═════ Selected excerpt
We decided to define the acceptability of fracture alignment conform the Dutch guidelines for DRFs. Simply because retrospective cases were used that were treated conform this guideline. Secondly, the Dutch guideline comprises a broad assessment of alignment. Volar angulation and inclination are not encountered in the American Academy of Orthopaedic Surgeons guidelines [31]. However, both guidelines agree on the threshold values for dorsal angulation, positive ulnar variance, and step-off or gap. Our analysis revealed that shifts from correct to malalignment primarily occurred in measurements step-off or gap, parameters recognized by both guidelines.

This study needs interpretation in light of its strengths and limitations. To date, this study is the first to evaluate all these characteristics on radiographs and CT scans based on a large cohort of DRFs. Previous studies either only assessed intra-articular involvement [4, 14, 15] or only the extra-articular radiographic parameters [17]. Furthermore, we consciously chose only to include cases in which the CT scan was made shortly after (within seven days) reduction. Additionally, the subgroup analysis on cases where the CT scan was performed immediately after reduction, which minimized the risk of secondary displacement, showed similar results. Therefore, it can be concluded that the discrepancies between the radiograph and CT are not attributed to secondary displacement.
══════════
═════ Entries provided
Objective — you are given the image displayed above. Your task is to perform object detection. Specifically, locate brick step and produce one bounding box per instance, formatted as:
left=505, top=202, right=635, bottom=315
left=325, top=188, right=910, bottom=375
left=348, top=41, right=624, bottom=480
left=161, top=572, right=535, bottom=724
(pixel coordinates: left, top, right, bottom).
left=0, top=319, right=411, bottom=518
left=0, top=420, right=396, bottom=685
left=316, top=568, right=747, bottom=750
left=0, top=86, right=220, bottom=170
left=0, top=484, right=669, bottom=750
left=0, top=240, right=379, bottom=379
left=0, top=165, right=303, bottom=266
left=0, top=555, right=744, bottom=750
══════════
═════ Entries provided
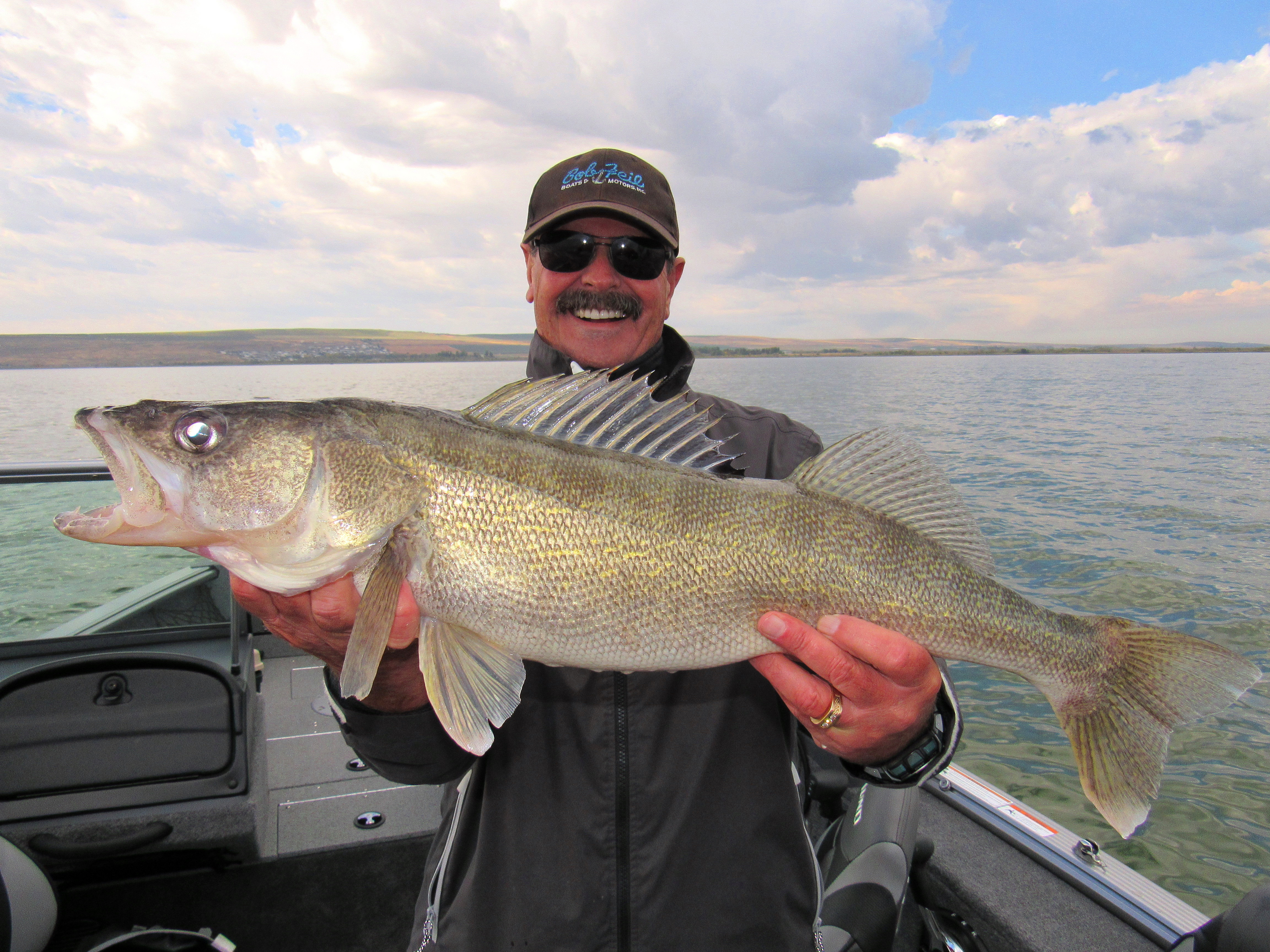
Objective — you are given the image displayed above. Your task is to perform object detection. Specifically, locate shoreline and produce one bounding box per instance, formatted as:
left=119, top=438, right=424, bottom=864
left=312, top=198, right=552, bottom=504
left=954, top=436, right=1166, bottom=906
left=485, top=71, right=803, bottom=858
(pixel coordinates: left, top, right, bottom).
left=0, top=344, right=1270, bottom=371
══════════
═════ Entries provided
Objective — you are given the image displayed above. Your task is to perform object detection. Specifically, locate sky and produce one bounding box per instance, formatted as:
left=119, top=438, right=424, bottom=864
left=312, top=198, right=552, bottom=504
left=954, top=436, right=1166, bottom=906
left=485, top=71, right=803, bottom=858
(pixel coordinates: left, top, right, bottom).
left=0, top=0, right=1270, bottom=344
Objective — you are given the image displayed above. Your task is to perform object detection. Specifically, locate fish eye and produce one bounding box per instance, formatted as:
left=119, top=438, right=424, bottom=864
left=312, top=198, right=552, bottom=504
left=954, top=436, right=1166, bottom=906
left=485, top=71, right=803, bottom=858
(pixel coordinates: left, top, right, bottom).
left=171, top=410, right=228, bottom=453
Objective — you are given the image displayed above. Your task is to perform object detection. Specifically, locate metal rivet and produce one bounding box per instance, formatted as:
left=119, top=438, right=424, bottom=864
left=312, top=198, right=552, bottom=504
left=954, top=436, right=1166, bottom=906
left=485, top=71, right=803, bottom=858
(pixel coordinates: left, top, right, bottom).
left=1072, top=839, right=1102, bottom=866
══════════
Required action 1 ▸
From the fracture study text, return the passage from "We decided to" to "by both guidelines.".
Required action 2 ▸
List every reference number that appears in square brackets in the fracture study text.
Required action 3 ▸
State whether each statement agrees with the fracture study text, answering yes or no and quoting the words that decide it: (a) The included CT scans were made within seven days after reduction. (b) The American Academy of Orthopaedic Surgeons guidelines address volar angulation. (c) The discrepancies between radiograph and CT are attributed to secondary displacement.

Your solution 1 ▸
We decided to define the acceptability of fracture alignment conform the Dutch guidelines for DRFs. Simply because retrospective cases were used that were treated conform this guideline. Secondly, the Dutch guideline comprises a broad assessment of alignment. Volar angulation and inclination are not encountered in the American Academy of Orthopaedic Surgeons guidelines [31]. However, both guidelines agree on the threshold values for dorsal angulation, positive ulnar variance, and step-off or gap. Our analysis revealed that shifts from correct to malalignment primarily occurred in measurements step-off or gap, parameters recognized by both guidelines.

Your solution 2 ▸
31, 4, 14, 15, 17

Your solution 3 ▸
(a) Yes: "we consciously chose only to include cases in which the CT scan was made shortly after (within seven days) reduction"
(b) No: "Volar angulation and inclination are not encountered in the American Academy of Orthopaedic Surgeons guidelines"
(c) No: "the discrepancies between the radiograph and CT are not attributed to secondary displacement"